A viso aperto
Capire e gestire timidezza, fobia sociale e introversione
FrancoAngeli editore, 2008
Chi di noi non ha mai avvertito un nodo alla gola alla sensazione d’essere osservato da qualcuno un istante di troppo? L’essenza della timidezza consiste appunto in questo: nella paura di un giudizio negativo riguardo a un proprio tratto caratteriale o riguardo all’intero essere personale, quindi nel bisogno incoercibile di velare parti del proprio mondo psicologico allo sguardo altrui.
Il timido è colui che avverte la vergogna come un’emozione più forte e più lacerante di qualsiasi senso di colpa. Vive la sua identità come qualcosa che è sempre esposto a un giudizio sociale, incapace di difenderla nel segreto di sé o in atti di affermazione personale. La vergogna pervade tutti i suoi atti. Ai livelli più estremi, la timidezza è “fobia sociale” e “disturbo evitante della personalità”: patologie nelle quali l’incontro con gli altri si colora di tinte sempre più fosche, il timore di andare incontro a un crollo diviene sempre più massiccio, fino a costringere il timido a una sorta di isolamento coatto e alla reclusione domiciliare.
Dietro la timidezza c’è sempre un’immagine di sé negativa, maturata nel corso dello sviluppo — il più delle volte nell’adolescenza — e consolidata nell’età adulta. Se però si analizza a fondo questa immagine interna si può scoprire che essa è costituita da qualità potenziali che l’ambiente non è stato in grado di individuare e far maturare.

# IL TUO OBIETTIVO
Rispondi a queste domande sul testo sulla timidezza:
1. In che cosa consiste l'essenza della timidezza?
2. Quale emozione il timido avverte come più forte di qualsiasi senso di colpa?
3. In quale periodo dello sviluppo matura il più delle volte l'immagine di sé negativa?

# DATI IN ESAME
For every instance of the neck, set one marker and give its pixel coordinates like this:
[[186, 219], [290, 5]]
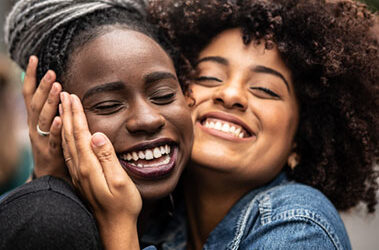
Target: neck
[[144, 216], [209, 197]]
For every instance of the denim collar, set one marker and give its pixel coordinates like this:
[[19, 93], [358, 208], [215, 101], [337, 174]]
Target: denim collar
[[172, 231]]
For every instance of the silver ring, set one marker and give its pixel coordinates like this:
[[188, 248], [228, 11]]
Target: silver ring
[[42, 133]]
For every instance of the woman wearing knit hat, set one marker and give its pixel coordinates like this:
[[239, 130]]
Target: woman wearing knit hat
[[105, 54], [272, 97]]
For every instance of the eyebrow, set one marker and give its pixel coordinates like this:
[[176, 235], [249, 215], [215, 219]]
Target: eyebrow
[[217, 59], [157, 76], [106, 87], [263, 69]]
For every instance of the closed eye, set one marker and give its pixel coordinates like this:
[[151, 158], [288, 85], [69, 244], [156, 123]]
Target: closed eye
[[207, 78], [161, 98], [107, 108]]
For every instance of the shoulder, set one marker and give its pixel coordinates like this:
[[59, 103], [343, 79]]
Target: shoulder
[[298, 215], [46, 213]]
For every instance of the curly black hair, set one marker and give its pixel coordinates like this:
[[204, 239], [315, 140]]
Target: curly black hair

# RISULTATO DEL COMPITO
1. Nella paura di un giudizio negativo su un proprio tratto caratteriale o sull'intero essere personale, quindi nel bisogno incoercibile di velare parti del proprio mondo psicologico allo sguardo altrui.
2. La vergogna.
3. Nell'adolescenza.